Find every line containing "grey" in the records below and report the tally as a bare number.

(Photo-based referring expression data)
========
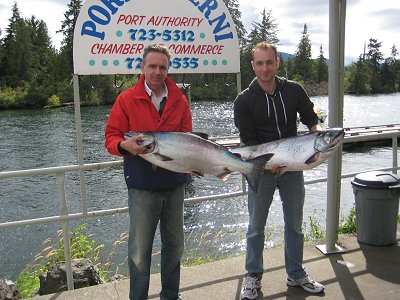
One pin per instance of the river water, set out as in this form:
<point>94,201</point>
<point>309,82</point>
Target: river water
<point>214,229</point>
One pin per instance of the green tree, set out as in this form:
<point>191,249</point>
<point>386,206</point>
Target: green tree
<point>374,58</point>
<point>67,29</point>
<point>16,49</point>
<point>358,78</point>
<point>236,14</point>
<point>322,67</point>
<point>267,28</point>
<point>302,62</point>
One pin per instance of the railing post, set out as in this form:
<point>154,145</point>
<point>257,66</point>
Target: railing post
<point>65,228</point>
<point>394,148</point>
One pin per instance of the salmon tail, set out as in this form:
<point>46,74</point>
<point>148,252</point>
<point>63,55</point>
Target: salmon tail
<point>253,179</point>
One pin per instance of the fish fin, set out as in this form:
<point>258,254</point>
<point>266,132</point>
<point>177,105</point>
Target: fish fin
<point>224,175</point>
<point>312,159</point>
<point>197,173</point>
<point>253,179</point>
<point>162,157</point>
<point>278,170</point>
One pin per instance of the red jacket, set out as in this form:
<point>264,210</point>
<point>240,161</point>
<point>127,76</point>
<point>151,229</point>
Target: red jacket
<point>134,111</point>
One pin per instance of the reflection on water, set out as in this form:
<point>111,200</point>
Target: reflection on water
<point>213,229</point>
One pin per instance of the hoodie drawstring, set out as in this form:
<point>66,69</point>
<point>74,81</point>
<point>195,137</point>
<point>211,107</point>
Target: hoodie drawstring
<point>284,108</point>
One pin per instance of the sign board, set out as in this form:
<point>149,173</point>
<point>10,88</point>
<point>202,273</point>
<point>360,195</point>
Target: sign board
<point>110,36</point>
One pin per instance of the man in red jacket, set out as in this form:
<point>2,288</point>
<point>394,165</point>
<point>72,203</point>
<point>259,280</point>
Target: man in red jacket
<point>155,195</point>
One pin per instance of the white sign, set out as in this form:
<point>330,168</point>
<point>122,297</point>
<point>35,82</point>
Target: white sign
<point>110,36</point>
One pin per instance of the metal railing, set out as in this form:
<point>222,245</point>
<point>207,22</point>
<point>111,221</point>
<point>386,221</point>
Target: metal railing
<point>64,217</point>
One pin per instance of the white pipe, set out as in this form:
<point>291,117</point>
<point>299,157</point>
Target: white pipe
<point>65,229</point>
<point>78,125</point>
<point>337,12</point>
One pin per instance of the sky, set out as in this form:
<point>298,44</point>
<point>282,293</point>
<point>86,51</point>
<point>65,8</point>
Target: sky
<point>365,19</point>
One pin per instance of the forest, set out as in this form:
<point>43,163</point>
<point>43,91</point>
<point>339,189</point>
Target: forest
<point>34,74</point>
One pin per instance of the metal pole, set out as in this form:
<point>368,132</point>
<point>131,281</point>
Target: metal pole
<point>239,89</point>
<point>65,228</point>
<point>394,149</point>
<point>78,125</point>
<point>337,12</point>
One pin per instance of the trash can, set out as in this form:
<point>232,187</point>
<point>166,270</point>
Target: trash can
<point>377,205</point>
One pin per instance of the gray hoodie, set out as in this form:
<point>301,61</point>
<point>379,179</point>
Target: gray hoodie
<point>263,118</point>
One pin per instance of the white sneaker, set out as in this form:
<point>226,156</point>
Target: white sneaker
<point>306,283</point>
<point>250,287</point>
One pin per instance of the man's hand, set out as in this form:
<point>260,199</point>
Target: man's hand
<point>132,145</point>
<point>316,128</point>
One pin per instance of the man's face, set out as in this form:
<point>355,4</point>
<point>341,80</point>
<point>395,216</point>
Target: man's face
<point>155,70</point>
<point>265,65</point>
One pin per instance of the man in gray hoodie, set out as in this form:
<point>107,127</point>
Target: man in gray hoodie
<point>267,111</point>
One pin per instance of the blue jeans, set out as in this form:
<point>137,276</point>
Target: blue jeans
<point>146,209</point>
<point>291,191</point>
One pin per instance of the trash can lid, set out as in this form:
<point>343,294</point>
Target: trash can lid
<point>376,179</point>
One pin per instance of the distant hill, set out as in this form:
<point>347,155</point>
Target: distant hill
<point>286,56</point>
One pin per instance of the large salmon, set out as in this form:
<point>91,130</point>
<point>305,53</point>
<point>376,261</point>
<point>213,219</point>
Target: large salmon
<point>189,153</point>
<point>297,153</point>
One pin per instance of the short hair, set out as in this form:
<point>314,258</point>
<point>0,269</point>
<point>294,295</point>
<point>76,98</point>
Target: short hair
<point>264,45</point>
<point>156,48</point>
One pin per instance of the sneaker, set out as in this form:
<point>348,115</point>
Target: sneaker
<point>306,283</point>
<point>250,288</point>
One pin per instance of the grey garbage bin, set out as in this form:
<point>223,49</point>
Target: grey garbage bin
========
- **Answer to this exercise**
2